--- begin Material shown ---

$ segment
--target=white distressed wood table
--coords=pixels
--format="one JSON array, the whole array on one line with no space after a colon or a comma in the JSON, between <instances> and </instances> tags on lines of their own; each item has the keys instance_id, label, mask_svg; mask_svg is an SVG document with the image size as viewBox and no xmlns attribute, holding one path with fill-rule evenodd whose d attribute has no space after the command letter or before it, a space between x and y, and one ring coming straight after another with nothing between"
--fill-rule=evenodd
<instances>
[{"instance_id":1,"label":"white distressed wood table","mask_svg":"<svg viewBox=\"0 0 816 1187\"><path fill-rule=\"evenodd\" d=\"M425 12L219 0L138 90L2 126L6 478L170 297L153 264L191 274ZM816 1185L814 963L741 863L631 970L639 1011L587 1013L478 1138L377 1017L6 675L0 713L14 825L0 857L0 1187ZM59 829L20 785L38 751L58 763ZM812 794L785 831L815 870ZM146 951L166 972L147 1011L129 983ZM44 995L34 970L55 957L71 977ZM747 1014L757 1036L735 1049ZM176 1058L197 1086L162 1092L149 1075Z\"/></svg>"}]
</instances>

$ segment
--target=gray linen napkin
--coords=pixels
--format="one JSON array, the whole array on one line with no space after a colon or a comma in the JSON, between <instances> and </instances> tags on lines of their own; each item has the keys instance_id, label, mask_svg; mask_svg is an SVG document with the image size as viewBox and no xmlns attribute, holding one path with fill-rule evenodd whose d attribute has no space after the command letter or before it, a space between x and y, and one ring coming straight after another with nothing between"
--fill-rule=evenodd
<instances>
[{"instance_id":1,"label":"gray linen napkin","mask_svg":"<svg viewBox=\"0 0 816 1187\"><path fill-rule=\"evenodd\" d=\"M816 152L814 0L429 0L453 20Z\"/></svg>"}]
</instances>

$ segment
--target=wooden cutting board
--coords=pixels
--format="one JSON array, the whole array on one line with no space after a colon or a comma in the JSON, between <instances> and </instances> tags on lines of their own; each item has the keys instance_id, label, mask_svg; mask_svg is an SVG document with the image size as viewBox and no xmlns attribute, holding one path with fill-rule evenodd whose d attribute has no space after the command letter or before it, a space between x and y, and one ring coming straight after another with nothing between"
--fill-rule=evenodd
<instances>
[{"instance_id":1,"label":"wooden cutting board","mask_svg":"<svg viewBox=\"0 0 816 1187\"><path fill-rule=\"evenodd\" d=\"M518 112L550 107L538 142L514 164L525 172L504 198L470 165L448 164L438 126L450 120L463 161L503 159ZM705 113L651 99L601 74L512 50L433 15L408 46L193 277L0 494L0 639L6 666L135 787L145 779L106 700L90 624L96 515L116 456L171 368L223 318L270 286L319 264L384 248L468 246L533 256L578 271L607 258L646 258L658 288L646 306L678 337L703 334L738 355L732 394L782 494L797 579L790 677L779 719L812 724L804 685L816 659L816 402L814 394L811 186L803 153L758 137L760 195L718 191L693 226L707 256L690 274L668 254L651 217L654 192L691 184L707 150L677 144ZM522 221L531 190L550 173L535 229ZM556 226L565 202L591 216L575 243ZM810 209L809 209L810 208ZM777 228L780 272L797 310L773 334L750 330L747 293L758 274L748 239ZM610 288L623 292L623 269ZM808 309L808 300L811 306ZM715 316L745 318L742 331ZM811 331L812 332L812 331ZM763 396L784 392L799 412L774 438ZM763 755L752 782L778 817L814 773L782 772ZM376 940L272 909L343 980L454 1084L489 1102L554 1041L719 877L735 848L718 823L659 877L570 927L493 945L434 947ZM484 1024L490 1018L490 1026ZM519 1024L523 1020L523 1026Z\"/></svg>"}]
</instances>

--- end Material shown ---

## What the task asks
Extract each line of the records above that contains the string "table".

## Written solution
--target=white distressed wood table
[{"instance_id":1,"label":"white distressed wood table","mask_svg":"<svg viewBox=\"0 0 816 1187\"><path fill-rule=\"evenodd\" d=\"M425 12L219 0L138 90L2 126L6 478L170 297L153 264L191 274ZM816 1185L814 963L741 863L631 970L639 1011L587 1013L478 1138L377 1017L6 675L0 713L14 825L0 857L0 1187ZM59 829L20 785L38 751L58 763ZM812 794L785 831L815 870ZM146 951L166 972L147 1011L129 983ZM44 995L34 970L55 957L71 977ZM747 1014L757 1036L735 1049ZM176 1058L197 1086L162 1092L149 1075Z\"/></svg>"}]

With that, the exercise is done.